(TEXT BLOCK)
With long lineups, increasingly oppressive security regimes and additional fees, traveling by plane is already trying enough on the patience. Taking a pet with you can make your trip even more daunting if you are not fully prepared. It can also be a very traumatic experience for your four-legged friends, particularly if they haven’t traveled by plane before. Here are 10 tips for flying with pets to help make the experience less stressful for all.
1. Get a Direct Flight
It might not always be the cheapest option, but getting a direct flight rather than traveling with multiple connections with different airlines will be far less complicated and traumatic for your pets. By flying direct, you won’t have to worry about missing connections or getting delayed at a connecting airport. You’ll also only have to worry about one set of airline regulations regarding the carriage of pets.
2. Get Your Pet Used to Traveling
If your pet isn’t at least a little familiar with traveling long distances by car or train, then they’re certainly not going to be prepared for a flight. Some animals suffer from motion sickness, in which case flying either in the cabin or cargo hold of a plane could be a terrifying experience for them. Be sure to take your pet on plenty of road trips in the months leading up to your flight to test their traveling abilities and build up their tolerance for being cooped up.
3. Plan Ahead
Planning far in advance gives you plenty of time to prepare your pet for flying, and it can save you some money too. You’ll also have the opportunity to familiarize yourself with the airline’s current regulations on pet travel. Planning ahead will give you sufficient time to sort out any legal documents and vaccinations that you may need, particularly in the case of international travel. It can be a complicated process, and you don’t want any bureaucratic snafus to compound the process.

(Stored data entries)
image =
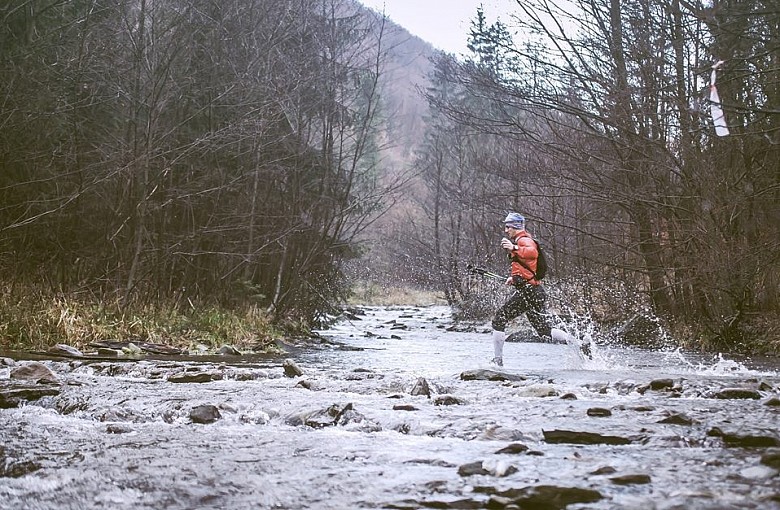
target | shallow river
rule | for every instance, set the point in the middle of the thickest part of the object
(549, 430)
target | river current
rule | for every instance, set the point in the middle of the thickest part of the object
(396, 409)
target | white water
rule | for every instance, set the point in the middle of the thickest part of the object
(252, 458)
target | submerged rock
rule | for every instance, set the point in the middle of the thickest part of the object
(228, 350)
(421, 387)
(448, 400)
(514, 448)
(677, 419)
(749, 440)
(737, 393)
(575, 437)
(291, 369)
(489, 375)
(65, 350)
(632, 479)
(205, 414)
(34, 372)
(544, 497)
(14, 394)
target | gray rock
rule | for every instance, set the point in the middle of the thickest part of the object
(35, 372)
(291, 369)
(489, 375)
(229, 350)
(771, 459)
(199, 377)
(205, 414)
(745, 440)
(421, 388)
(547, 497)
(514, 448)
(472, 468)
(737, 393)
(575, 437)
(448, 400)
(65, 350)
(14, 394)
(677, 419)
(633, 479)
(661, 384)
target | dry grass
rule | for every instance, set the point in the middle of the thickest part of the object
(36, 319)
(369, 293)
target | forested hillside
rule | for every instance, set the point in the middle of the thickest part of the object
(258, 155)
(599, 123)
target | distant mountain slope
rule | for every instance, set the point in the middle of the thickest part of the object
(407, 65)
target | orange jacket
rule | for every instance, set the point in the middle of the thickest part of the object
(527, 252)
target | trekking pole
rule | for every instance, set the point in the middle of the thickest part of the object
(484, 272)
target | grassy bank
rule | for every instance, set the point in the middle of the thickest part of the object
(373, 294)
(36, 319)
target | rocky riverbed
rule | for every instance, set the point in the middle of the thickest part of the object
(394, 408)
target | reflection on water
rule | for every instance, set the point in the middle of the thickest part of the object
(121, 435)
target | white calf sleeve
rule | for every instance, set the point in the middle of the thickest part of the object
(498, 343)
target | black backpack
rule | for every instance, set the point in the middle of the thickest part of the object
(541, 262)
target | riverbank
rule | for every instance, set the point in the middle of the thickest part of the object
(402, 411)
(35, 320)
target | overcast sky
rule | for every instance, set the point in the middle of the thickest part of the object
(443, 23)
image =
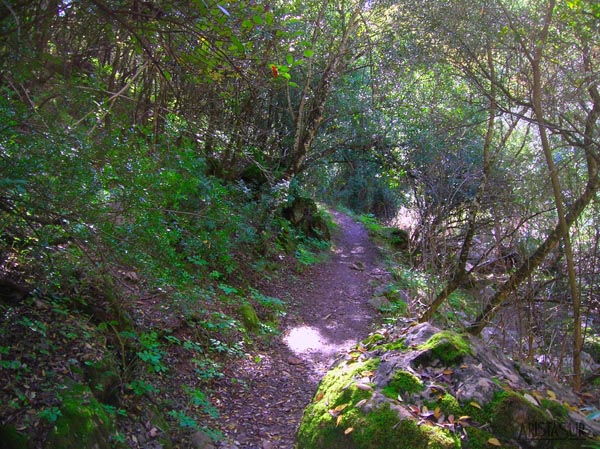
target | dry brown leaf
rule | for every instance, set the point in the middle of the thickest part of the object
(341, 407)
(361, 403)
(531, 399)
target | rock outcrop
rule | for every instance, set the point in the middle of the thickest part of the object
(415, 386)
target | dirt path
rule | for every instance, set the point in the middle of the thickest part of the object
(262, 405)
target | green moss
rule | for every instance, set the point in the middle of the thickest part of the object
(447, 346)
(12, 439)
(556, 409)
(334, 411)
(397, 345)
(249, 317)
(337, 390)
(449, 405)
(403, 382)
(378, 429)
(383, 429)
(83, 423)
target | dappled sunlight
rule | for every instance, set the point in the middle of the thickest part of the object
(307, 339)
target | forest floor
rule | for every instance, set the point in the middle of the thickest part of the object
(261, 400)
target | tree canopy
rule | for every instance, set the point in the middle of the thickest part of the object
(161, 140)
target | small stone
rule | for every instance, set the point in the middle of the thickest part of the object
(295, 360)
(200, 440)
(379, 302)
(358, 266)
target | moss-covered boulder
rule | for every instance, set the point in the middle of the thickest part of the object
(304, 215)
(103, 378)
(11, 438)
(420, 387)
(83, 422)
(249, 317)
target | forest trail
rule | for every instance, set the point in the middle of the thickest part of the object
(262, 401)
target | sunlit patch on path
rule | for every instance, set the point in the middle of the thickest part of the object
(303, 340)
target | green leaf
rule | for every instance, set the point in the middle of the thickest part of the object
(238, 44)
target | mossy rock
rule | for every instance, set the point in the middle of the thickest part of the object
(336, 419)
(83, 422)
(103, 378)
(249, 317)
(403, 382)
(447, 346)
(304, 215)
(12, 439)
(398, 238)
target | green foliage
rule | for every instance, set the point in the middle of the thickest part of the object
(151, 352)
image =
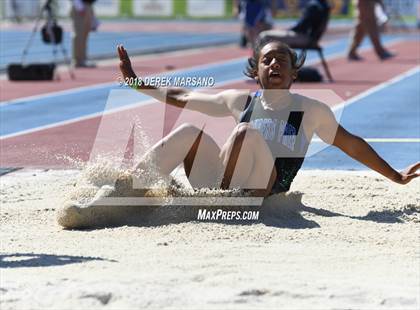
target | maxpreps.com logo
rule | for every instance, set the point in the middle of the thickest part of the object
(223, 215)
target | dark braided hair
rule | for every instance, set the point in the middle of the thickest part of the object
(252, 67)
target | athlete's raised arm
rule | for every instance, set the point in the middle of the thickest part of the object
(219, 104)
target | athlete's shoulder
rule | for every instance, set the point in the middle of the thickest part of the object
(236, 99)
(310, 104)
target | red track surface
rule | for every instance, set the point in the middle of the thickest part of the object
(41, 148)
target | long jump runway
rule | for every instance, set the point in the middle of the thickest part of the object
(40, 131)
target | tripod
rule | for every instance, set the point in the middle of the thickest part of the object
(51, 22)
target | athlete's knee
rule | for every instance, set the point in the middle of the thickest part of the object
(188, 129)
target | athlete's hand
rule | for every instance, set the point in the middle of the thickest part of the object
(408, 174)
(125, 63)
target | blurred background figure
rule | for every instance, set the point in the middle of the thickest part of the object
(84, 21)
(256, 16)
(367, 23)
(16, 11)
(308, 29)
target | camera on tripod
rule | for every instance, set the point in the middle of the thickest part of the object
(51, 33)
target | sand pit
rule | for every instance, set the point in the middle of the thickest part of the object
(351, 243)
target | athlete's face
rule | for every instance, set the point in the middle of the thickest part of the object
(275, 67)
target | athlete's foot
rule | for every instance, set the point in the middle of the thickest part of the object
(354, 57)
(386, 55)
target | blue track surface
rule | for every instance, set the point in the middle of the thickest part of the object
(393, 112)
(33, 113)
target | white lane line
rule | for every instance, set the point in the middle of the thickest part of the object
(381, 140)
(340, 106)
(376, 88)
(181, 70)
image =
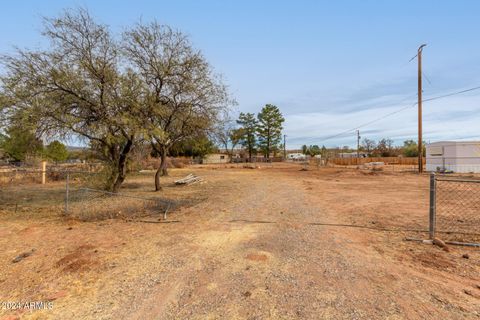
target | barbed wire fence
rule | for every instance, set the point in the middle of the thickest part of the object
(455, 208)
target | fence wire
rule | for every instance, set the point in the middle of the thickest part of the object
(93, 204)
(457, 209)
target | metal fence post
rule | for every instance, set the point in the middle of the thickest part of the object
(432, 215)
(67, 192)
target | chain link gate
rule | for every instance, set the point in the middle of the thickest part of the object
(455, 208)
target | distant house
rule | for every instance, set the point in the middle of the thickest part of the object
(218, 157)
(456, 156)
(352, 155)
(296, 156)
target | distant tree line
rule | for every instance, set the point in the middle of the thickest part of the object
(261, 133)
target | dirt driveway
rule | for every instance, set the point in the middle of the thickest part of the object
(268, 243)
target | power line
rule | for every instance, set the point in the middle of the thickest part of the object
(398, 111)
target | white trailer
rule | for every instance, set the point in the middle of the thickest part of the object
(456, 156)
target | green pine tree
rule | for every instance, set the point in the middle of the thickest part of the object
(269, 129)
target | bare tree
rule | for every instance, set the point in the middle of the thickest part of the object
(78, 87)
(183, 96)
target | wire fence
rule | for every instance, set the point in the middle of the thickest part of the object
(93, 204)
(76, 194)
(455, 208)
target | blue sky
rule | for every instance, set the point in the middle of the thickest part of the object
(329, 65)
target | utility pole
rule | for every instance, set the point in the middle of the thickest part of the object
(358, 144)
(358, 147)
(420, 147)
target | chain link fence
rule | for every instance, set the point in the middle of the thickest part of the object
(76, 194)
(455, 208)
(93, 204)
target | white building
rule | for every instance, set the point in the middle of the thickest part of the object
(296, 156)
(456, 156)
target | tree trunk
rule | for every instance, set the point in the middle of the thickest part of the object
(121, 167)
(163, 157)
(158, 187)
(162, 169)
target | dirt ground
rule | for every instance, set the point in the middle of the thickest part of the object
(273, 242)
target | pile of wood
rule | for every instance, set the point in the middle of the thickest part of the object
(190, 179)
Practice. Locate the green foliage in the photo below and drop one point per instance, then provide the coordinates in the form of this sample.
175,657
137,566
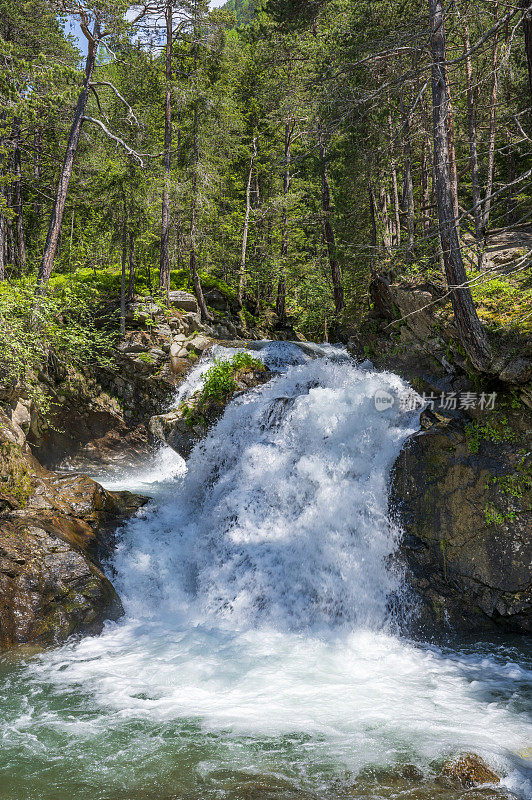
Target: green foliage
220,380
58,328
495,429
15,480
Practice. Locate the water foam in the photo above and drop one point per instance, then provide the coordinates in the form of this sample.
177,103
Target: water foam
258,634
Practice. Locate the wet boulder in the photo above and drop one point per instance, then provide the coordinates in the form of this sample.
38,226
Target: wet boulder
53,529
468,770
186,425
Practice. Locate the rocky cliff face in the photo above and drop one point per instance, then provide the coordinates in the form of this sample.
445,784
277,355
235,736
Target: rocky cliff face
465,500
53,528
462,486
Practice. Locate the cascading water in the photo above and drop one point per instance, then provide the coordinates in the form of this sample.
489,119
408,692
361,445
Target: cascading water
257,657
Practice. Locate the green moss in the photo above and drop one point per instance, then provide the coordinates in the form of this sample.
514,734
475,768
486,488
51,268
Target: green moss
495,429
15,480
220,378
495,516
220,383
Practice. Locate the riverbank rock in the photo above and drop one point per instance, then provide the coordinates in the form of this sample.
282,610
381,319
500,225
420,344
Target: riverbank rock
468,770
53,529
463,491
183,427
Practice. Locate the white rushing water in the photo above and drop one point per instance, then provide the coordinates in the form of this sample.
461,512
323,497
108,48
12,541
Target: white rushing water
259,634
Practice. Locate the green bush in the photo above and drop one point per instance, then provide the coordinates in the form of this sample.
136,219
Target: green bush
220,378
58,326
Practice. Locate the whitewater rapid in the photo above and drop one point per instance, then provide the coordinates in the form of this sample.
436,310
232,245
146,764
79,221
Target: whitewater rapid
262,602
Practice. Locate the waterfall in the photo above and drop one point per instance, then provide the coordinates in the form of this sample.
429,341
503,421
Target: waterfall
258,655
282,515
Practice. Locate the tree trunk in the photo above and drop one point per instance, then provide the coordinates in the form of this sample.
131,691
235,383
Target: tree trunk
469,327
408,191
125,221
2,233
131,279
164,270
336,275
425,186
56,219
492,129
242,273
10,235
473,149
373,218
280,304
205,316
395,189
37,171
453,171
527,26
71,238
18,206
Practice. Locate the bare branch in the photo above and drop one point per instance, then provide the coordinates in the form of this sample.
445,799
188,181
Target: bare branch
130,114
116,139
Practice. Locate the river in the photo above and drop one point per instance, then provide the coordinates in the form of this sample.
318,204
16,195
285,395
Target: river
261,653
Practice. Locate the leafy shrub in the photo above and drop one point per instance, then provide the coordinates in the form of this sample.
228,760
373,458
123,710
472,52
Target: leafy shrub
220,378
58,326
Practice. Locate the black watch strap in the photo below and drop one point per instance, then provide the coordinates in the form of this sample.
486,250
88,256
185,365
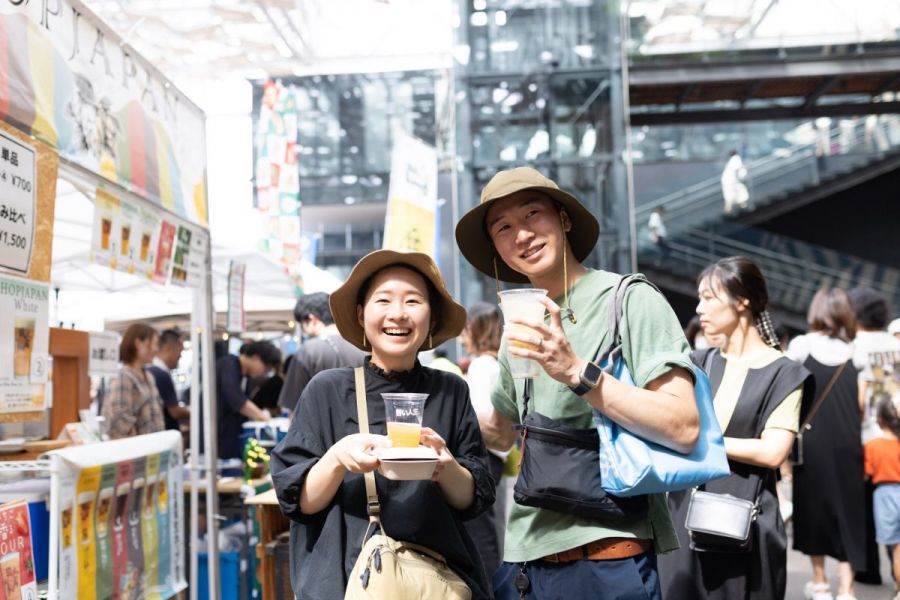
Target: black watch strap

(TASK 1) Do these statements agree with the text on flying with pets? (a) A direct flight is always the cheapest option. (b) Some animals suffer from motion sickness. (c) Planning far in advance can save money. Answer yes or no for each, quoting the deciding words of the text.
(TASK 2) Carry on writing the text on flying with pets, starting after its last sentence.

(RESPONSE 1)
(a) No: "It might not always be the cheapest option"
(b) Yes: "Some animals suffer from motion sickness"
(c) Yes: "and it can save you some money too"

(RESPONSE 2)
4. Buy a Suitable Pet Carrier
No matter how large the furry member of your family is, there will be a suitable carrier or shipping crate available. Purchase one that has been approved by the USDA or a similar organization in your own country. Make sure that the carrier is large enough for your pet to stand and turn around in. Before setting off, allow your pet to spend some time in the carrier so that they have time to get used to it. Most animals consider crates to be a cozy cave more than a prison cell, so make it comfortable with familiar-scented blankets and a favorite toy and they will feel more at home.
5. Know the Airline’s Policies
Every airline has different policies regarding the carriage of pets and other domestic animals, with some not allowing you to take any pets aboard. Some airlines allow you to take smaller pets with you in the cabin, although larger pets will be restricted to the cargo hold. Most airlines will require that you provide a suitable carrier as well. Be sure to thoroughly familiarize yourself with the airline’s pet policies before booking your flight. This is not a situation to wing it without some upfront research.
6. Check the Airline’s History
Just like checked baggage, pets can go missing on long-haul flights (aak!), so you’ll want to check the airline’s history regarding its carriage of animals. Some major carriers provide monthly reports to the Department of Transport, detailing such incidences. Other airlines have a bad reputation when it comes to the safe carriage of pets, and there have been cases of animals in the cargo hold breaking free of their carriers or even dying due to poor care. You certainly don’t want your furry friend to suffer the same fate.
7. Try a Pets-Only Airline
Unbeknownst to many, there are actually a few airlines that cater exclusively to pets. While these specialized providers rarely come cheap, they are far better and more experienced when it comes to keeping your critters safe and as comfortable as possible. Some major carriers also offer separate services which specifically handle pet transport. They will make sure that Fido and Whiskers are fed and properly looked after throughout the flight. Sorry, no inflight entertainment though.
8. Prepare Your Pet’s Papers
Taking a pet abroad is usually much more complicated than taking it on a domestic flight. Depending on the destination country, your pet may require a passport, vaccinations or even quarantine. Health certificates and pet microchips may also be necessary. Flying with pets has its own level of bureaucracy to contend with. You can find an up-to-date database for importing live animals to 240 different countries at the Pet Travel website.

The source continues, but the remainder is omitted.